→ Activity:
Return the data below exactly, but only from the line containing "written like (470,356)." through the line containing "written like (932,183).", with both of those lines included.

START Data

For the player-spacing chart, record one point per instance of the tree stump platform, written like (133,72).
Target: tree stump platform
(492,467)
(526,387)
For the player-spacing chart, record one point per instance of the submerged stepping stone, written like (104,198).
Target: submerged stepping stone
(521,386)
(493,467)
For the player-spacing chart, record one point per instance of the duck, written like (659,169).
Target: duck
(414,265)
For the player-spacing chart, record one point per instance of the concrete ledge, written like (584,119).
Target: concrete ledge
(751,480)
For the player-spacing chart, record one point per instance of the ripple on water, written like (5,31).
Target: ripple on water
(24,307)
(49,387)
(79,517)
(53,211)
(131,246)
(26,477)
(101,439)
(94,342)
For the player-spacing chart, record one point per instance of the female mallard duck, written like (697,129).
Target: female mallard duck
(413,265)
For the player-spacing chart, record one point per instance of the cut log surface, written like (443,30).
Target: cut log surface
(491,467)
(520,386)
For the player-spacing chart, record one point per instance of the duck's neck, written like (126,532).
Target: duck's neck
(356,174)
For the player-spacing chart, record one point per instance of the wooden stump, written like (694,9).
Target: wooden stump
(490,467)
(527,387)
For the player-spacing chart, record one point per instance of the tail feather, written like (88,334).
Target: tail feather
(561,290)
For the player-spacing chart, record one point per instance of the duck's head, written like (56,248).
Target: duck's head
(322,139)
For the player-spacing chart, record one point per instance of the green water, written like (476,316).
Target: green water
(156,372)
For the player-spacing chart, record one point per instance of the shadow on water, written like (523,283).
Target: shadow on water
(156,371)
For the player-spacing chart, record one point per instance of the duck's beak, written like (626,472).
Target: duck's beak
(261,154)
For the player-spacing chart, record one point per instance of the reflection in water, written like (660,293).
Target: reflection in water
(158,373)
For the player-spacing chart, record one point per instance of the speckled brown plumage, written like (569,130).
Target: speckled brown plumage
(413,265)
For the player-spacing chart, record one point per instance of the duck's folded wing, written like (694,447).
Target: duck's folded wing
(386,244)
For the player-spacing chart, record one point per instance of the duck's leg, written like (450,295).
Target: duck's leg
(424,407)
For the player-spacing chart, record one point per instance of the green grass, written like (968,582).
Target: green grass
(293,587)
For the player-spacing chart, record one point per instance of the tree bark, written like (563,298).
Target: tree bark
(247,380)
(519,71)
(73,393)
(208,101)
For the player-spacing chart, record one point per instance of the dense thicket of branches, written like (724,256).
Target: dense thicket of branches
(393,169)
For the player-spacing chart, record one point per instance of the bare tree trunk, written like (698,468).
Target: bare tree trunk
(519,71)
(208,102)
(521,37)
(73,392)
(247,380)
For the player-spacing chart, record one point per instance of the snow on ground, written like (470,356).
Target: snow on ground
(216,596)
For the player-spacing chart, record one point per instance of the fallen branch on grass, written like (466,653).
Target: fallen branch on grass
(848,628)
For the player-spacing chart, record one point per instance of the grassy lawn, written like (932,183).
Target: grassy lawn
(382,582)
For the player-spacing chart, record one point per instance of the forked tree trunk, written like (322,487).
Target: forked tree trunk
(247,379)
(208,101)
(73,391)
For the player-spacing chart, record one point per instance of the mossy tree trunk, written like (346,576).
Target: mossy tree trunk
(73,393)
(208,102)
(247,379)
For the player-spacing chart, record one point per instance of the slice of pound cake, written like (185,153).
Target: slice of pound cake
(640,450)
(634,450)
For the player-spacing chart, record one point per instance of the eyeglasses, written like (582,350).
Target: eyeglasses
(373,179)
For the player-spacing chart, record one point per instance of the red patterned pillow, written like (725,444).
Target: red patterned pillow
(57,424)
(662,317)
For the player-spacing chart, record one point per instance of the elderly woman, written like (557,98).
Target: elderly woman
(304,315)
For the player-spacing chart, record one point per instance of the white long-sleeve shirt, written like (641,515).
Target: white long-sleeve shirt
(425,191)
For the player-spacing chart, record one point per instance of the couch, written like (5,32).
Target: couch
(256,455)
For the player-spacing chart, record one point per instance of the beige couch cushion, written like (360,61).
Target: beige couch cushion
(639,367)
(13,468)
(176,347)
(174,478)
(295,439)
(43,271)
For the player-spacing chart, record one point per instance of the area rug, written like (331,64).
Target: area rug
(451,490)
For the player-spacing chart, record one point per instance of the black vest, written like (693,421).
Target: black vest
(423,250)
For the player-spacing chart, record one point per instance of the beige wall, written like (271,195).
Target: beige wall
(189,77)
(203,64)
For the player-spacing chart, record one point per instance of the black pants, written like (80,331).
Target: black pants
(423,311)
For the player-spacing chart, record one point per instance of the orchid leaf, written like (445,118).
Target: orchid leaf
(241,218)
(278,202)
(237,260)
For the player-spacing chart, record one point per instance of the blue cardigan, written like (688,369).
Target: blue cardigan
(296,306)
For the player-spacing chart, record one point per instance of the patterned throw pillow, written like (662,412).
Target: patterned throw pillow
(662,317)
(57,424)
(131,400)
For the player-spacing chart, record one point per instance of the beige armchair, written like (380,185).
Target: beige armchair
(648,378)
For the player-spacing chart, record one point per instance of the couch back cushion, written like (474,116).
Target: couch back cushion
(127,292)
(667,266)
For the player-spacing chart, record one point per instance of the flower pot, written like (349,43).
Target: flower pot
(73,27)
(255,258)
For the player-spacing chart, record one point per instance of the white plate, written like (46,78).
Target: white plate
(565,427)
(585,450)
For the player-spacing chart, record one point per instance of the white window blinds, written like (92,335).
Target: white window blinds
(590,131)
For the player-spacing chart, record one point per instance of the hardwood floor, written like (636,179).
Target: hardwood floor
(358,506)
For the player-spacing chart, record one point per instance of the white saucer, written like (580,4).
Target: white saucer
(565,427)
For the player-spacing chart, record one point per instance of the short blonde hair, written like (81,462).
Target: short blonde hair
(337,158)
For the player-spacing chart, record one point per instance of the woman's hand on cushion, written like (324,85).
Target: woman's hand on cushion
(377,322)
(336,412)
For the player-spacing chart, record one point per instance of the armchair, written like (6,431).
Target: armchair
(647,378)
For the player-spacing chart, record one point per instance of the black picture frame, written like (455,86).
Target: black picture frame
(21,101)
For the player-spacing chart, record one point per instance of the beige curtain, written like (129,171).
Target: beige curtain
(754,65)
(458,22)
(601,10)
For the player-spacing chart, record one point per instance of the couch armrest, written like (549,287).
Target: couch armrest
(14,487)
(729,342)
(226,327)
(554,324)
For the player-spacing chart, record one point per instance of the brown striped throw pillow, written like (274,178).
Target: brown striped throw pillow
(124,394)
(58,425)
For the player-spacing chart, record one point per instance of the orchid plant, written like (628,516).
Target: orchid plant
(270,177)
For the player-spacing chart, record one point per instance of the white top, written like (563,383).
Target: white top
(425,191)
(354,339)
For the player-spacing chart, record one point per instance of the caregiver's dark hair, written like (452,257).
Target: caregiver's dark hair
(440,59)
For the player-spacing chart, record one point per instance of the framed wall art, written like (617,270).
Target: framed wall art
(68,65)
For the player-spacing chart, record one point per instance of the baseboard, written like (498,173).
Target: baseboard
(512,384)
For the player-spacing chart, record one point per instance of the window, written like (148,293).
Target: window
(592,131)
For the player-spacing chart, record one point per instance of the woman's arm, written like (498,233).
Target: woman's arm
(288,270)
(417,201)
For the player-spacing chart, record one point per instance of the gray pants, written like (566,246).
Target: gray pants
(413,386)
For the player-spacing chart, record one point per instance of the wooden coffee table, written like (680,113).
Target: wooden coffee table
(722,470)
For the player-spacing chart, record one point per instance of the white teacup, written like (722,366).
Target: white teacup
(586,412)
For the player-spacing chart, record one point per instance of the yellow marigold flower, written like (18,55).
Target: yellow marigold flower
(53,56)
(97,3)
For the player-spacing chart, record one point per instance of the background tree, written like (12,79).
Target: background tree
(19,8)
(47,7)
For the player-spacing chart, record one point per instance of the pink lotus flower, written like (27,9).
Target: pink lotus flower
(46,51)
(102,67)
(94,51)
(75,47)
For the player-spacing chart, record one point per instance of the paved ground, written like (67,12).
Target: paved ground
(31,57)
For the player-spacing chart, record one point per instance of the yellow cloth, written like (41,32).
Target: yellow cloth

END Data

→ Response box:
For the player-spacing chart, record one point per instance of the snow on ground, written like (470,356).
Target: snow on ground
(216,596)
For the player-spacing chart, record one point per instance of the fallen branch on grass, written like (466,653).
Target: fallen branch on grass
(848,628)
For the player-spacing chart, record one point per instance of the grassy lawn, written like (932,183).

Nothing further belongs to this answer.